* **Exercise**
Repeat the lines of the listing below exactly, starting at the line that contains "spot the patterned" and running through the last line, both included, and only those.

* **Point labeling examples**
══════════════════════════════

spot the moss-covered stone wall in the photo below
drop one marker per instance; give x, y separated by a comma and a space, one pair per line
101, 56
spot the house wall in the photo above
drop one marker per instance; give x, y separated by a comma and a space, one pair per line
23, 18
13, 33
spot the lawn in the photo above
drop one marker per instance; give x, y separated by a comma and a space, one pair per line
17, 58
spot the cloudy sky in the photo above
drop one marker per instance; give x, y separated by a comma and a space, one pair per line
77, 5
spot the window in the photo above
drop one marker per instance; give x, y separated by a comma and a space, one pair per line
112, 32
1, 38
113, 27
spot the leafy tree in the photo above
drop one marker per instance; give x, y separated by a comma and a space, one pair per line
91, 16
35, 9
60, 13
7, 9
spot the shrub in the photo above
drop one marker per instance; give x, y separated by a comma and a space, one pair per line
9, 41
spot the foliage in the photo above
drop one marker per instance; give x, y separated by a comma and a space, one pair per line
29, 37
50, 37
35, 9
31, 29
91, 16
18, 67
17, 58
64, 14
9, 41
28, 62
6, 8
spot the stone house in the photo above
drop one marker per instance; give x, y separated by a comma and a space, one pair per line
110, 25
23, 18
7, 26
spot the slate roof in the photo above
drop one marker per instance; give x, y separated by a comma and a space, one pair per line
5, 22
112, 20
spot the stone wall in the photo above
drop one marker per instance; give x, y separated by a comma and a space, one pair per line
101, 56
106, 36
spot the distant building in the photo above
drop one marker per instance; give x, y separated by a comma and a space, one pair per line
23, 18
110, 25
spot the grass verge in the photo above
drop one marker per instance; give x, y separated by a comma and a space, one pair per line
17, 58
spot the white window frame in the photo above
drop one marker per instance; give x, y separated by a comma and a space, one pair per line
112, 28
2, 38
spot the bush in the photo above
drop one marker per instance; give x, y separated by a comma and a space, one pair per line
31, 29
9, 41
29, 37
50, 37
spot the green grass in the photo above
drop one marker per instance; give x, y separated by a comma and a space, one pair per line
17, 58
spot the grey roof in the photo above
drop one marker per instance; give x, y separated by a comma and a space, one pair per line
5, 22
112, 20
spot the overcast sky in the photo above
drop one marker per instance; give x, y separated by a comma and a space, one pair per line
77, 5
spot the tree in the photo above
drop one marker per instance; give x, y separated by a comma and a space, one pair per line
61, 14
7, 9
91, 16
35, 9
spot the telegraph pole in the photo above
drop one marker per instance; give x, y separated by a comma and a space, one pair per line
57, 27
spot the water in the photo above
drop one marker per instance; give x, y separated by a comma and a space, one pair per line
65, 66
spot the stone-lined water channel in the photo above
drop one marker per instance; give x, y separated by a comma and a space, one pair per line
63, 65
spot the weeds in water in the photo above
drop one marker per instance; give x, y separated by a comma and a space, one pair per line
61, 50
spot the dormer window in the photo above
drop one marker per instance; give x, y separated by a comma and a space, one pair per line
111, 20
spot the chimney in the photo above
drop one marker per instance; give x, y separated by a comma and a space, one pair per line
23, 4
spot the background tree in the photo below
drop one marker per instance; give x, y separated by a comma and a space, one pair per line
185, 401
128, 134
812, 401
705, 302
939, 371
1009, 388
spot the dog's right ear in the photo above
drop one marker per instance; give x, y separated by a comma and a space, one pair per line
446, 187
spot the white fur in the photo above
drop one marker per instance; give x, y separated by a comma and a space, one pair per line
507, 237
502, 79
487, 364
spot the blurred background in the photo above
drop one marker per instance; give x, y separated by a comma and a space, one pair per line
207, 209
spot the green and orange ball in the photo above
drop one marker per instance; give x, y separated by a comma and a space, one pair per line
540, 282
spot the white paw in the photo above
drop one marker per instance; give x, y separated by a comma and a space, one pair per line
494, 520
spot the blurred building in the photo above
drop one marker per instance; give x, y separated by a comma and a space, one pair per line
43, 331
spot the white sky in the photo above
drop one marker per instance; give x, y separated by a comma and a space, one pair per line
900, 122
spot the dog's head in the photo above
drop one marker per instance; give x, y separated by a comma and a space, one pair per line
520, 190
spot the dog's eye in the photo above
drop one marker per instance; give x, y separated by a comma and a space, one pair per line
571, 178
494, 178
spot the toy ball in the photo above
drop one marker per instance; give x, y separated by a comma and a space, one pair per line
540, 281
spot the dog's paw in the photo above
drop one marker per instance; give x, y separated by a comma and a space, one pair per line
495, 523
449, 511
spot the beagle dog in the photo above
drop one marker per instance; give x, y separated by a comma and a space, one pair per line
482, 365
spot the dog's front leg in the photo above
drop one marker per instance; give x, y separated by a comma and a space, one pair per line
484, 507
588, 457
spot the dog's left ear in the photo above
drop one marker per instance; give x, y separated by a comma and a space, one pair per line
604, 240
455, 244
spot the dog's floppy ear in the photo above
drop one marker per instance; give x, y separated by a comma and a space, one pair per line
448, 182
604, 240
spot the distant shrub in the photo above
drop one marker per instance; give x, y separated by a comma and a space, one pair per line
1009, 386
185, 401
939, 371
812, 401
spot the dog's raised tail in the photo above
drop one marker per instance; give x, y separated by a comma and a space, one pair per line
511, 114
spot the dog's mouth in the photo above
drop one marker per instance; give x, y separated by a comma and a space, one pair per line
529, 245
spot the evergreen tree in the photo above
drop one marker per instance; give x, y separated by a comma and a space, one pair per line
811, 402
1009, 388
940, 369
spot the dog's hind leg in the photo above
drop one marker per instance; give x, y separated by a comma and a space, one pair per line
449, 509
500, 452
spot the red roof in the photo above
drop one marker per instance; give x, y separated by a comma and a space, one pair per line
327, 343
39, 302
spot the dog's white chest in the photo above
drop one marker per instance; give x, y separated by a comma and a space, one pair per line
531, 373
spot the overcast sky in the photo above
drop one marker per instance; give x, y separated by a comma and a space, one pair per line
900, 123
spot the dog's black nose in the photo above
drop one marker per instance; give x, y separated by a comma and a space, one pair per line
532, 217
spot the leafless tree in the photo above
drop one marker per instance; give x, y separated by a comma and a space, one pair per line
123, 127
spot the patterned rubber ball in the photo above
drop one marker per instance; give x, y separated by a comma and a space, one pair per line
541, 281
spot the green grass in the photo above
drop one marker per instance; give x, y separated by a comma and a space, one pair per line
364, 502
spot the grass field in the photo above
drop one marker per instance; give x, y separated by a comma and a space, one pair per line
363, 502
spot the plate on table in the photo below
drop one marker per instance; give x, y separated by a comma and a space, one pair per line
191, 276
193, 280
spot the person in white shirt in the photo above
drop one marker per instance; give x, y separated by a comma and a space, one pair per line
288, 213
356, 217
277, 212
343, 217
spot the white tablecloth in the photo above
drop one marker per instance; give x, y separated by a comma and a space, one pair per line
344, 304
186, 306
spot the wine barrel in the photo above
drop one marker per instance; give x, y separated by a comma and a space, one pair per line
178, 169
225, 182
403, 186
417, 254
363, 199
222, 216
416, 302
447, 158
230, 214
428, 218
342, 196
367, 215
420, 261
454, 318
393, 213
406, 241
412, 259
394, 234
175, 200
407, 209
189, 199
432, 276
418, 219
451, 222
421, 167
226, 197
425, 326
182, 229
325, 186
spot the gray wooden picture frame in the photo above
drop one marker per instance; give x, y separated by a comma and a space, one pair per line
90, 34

══════════════════════════════

* **Final result**
spot the patterned rubber ball in the photo above
drop one marker per instance; give x, y separated by a comma and a space, one pair per line
541, 281
spot the green grass in the photo above
drop one marker per instance; give x, y separated by a comma and a space, one pair per line
364, 502
spot the grass field in the photo above
drop one marker per instance; give x, y separated by a comma and a space, one pair per line
363, 502
spot the plate on table in the photo below
drop one marker per instance; give x, y separated by a comma and a space, one pair per line
191, 276
193, 280
spot the person in white shirt in the photo above
drop one marker per instance; give x, y separated by a comma and a space, one pair per line
288, 213
356, 217
277, 212
343, 217
spot the white tablecloth in the photo above
drop one marker per instance; give x, y separated by a comma and a space, one pair per line
344, 304
186, 306
spot the wine barrel in the photo above
drop one marker per instance; give x, y separated by a comma and a space, one pair per line
178, 169
225, 182
403, 186
417, 254
363, 199
222, 216
416, 302
447, 158
230, 214
428, 218
342, 196
367, 215
420, 261
454, 318
393, 213
406, 241
412, 259
394, 234
175, 200
407, 209
189, 199
432, 276
418, 219
451, 222
421, 167
226, 197
425, 326
182, 229
325, 186
spot the gray wooden picture frame in the photo above
drop one marker per instance; give x, y separated by a comma and a space, one pair per line
90, 34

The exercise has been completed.